• [DOCUMENT SEGMENT]
April 19, 2006 – 9:50 p.m.
Security guards at the Department of Homeland Security were forced last month to sign agreements not to disclose information the agency deems sensitive — an attempt, according to several current guards, to silence them after recent high-profile revelations of security breaches at DHS.
The guards, employed by Wackenhut Services Inc., were told to sign pledges, called “non-disclosure agreements,” on March 10, the day after former guard Derrick Daniels appeared on NBC Nightly News alleging security lapses at the agency’s Nebraska Ave. complex headquarters in Washington, D.C.
The timing raises questions about whether DHS and Wackenhut misused the agreements and ignored whistleblower protections in an effort to prevent the guards from disclosing additional information about security lapses at DHS headquarters.

• [WRITTEN REQUEST] Transcribe part of the news report on the DHS security guards, starting at the words "Security guards at" and ending after the words "breaches at DHS.". The listing after this comes from a separate source.

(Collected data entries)
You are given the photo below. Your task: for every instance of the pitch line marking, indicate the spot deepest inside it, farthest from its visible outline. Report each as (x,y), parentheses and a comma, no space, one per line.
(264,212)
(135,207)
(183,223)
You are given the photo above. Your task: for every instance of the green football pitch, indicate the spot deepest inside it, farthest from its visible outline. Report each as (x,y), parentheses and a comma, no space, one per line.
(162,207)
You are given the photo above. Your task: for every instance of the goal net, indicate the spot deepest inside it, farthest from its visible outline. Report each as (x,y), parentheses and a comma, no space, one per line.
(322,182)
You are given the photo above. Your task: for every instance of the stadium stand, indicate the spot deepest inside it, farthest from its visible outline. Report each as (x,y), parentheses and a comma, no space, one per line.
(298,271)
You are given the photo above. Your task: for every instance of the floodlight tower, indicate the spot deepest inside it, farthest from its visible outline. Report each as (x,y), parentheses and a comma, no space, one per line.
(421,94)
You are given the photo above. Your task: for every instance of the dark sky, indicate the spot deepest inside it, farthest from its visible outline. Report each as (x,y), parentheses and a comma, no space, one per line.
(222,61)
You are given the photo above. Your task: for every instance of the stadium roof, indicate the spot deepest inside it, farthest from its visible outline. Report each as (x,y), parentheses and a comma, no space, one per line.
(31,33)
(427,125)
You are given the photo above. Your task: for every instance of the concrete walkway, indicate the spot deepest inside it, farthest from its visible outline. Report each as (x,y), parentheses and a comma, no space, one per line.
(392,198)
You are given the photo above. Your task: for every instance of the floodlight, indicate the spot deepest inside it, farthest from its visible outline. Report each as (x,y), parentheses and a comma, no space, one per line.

• [RESPONSE BELOW]
Security guards at the Department of Homeland Security were forced last month to sign agreements not to disclose information the agency deems sensitive — an attempt, according to several current guards, to silence them after recent high-profile revelations of security breaches at DHS.